# [Your task]
Your task is to give the entries back exactly, leaving nothing out.

[Dataset entries]
+-------+

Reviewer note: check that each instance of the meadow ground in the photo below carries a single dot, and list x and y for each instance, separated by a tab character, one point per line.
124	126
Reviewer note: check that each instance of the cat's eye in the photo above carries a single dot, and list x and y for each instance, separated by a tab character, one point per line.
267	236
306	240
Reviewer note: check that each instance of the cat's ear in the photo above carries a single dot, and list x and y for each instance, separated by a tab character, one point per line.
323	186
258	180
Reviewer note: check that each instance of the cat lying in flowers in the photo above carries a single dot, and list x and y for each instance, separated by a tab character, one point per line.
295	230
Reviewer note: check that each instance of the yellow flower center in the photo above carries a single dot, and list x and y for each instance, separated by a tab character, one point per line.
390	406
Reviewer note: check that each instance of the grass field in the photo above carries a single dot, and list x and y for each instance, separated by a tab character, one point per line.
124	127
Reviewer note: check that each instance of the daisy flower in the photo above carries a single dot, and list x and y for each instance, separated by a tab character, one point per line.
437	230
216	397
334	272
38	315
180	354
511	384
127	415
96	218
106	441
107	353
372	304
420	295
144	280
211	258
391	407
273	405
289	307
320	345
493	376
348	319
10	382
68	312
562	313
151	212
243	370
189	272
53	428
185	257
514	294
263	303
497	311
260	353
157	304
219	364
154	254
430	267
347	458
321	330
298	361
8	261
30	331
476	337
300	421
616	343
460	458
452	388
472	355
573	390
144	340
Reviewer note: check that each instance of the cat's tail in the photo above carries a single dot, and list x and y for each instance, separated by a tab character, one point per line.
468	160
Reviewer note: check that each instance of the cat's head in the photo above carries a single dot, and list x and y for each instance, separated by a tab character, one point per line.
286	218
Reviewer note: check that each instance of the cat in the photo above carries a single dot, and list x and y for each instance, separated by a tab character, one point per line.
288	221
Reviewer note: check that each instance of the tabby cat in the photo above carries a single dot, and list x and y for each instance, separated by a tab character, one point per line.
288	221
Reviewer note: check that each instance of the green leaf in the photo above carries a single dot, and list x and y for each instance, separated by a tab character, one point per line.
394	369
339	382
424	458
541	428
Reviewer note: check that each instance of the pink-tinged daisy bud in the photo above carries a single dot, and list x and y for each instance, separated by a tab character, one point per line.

+-------+

# [Expected answer]
Reviewer note: check that each instance of the meadow ground in the photo below carries a single dot, and list x and y for each instance, separated by a tab character, one point per line.
124	126
Reviewer note: check that each instance of the cat's eye in the photo above carries a single dot, and list x and y for each instance, separated by a tab character, one point per line.
267	236
306	240
Reviewer note: check that each instance of the cat's ear in the photo above carries a single dot, and list x and y for each instance, separated by a tab character, one point per line.
323	186
258	180
Reviewer note: check that each instance of the cat lying in flowers in the photo above carries a single dot, and list x and y for each instance, separated by a tab character, one point per line.
295	230
Reviewer note: check that each instance of the yellow flower center in the photo above carries a single dot, and list x and y for each instance, separated by a tab character, one point per line.
390	406
Reviewer note: check that each instance of the grass field in the photo above carries a single dot, and list x and y for each instance, separated by a tab character, one point per line.
124	127
Reviewer note: check that each instance of the daisy flower in the photo above carries a single dot, and list x and y for each instance, separated by a tab character, one point per line.
437	230
216	397
334	272
38	315
180	354
511	384
127	415
96	218
106	441
107	353
372	304
420	295
144	280
211	258
391	407
273	405
289	307
320	345
493	376
348	319
10	382
68	312
562	313
151	212
243	370
189	272
53	428
185	257
514	294
263	303
497	311
260	353
157	304
219	364
154	254
430	267
347	458
321	330
298	361
8	261
30	331
476	337
300	421
616	343
460	458
452	388
472	355
573	390
144	340
Reviewer note: check that each instance of the cat's tail in the photo above carries a single dot, and list x and y for each instance, separated by a tab character, one point per line.
468	160
Reviewer note: check that each instance of the cat's head in the photo above carries a single dot, and list x and y for each instance, separated by a tab character, one point per line.
286	218
Reviewer note: check that each instance of the cat in the photo above carries a single dot, and list x and y for each instance, separated by a tab character, one point per line.
288	221
Reviewer note: check that each instance of the tabby cat in the photo above carries a single dot, and list x and y for each instance, separated by a tab character, one point per line.
288	221
Reviewer note: check that each instance of the green leaf in the photo above carries a single dot, and list x and y for each instance, separated by a tab character, one point per line.
394	369
339	382
424	458
541	428
Reviewer note: check that each instance of the pink-tinged daisy bud in the photo above carries a single dot, and list x and y for each instance, separated by a tab character, one point per line.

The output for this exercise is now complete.